Rows from a dataset:
[Begin]
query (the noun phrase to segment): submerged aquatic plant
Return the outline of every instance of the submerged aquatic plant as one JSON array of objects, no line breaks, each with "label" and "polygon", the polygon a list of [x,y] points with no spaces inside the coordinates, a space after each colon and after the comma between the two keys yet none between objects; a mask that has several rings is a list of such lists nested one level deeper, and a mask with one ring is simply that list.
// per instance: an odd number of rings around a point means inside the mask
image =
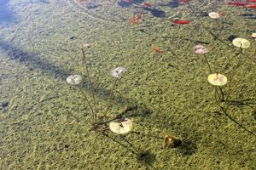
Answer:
[End]
Copy every item above word for word, leaving out the pictures.

Worked solution –
query (the noun phrase to segment): submerged aquatic plant
Return the outline of every instance of the submerged aquatic plant as one JSON array of objects, no line breaks, each with "label" and "polygon", the polygon a list of [x,y] points with no spaces inside the coordinates, a space after each colon and after the comma between the two keys yet none between objects; a mask that has several rings is a list of such lists nested one level deeper, and a mask with one ring is simply that list.
// per instance: an odd number of rings around a point means inside the mask
image =
Answer:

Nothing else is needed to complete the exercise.